## What is expected
Copy everything below from the line containing "Task: place a pin on each instance of the out-of-focus" down to the last line, substituting "occurrence" for "instance" each time it appears and keeping everything else the same.

########################################

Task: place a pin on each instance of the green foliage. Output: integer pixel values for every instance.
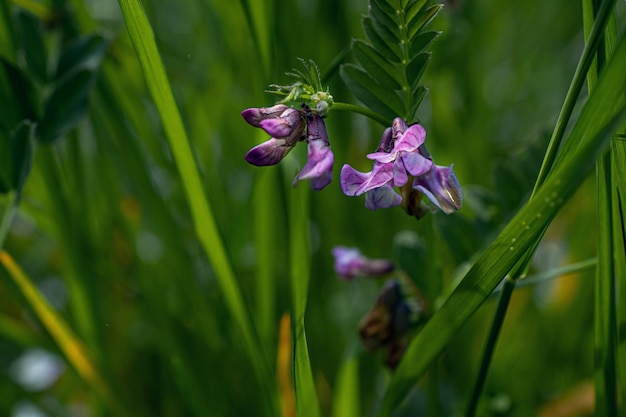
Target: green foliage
(141, 249)
(393, 59)
(16, 152)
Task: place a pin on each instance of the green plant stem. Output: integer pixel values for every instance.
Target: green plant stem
(361, 110)
(7, 216)
(521, 268)
(490, 345)
(551, 274)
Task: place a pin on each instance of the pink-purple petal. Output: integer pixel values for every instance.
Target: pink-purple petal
(380, 175)
(412, 138)
(399, 173)
(268, 153)
(441, 187)
(351, 179)
(319, 165)
(254, 115)
(416, 164)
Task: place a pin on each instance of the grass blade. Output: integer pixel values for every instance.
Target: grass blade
(142, 38)
(598, 121)
(306, 397)
(71, 346)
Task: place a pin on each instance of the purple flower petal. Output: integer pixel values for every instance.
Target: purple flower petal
(398, 127)
(382, 157)
(416, 164)
(412, 138)
(320, 158)
(319, 165)
(441, 187)
(350, 264)
(386, 141)
(382, 197)
(255, 115)
(268, 153)
(348, 261)
(285, 125)
(351, 179)
(354, 182)
(399, 173)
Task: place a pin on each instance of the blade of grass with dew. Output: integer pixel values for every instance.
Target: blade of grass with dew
(552, 274)
(71, 346)
(142, 38)
(605, 308)
(520, 269)
(598, 121)
(306, 398)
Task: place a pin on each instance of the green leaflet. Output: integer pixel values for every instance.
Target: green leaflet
(393, 59)
(597, 123)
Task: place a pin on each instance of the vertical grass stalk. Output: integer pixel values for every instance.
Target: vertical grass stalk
(520, 269)
(142, 38)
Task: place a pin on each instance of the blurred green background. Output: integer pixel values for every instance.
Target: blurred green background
(104, 228)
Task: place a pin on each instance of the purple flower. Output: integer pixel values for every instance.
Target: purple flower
(441, 187)
(284, 124)
(396, 158)
(403, 161)
(320, 158)
(350, 264)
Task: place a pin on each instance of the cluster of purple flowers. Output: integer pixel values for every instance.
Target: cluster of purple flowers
(401, 161)
(287, 127)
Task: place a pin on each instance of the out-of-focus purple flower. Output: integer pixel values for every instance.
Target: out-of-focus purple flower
(283, 123)
(403, 161)
(390, 321)
(396, 158)
(351, 264)
(320, 158)
(441, 187)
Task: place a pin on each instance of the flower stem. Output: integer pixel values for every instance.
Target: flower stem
(362, 110)
(7, 217)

########################################

## Response
Task: place a pin on each occurrence of the out-of-focus purple flower. Output: integer pixel values for every occurrence.
Target: out-of-focus purple flower
(283, 123)
(403, 161)
(390, 321)
(396, 158)
(351, 264)
(320, 158)
(441, 187)
Task: place a pin on each occurrence of the flower stem. Output: integer pixel values for every occurrence.
Target: flower stem
(362, 110)
(7, 217)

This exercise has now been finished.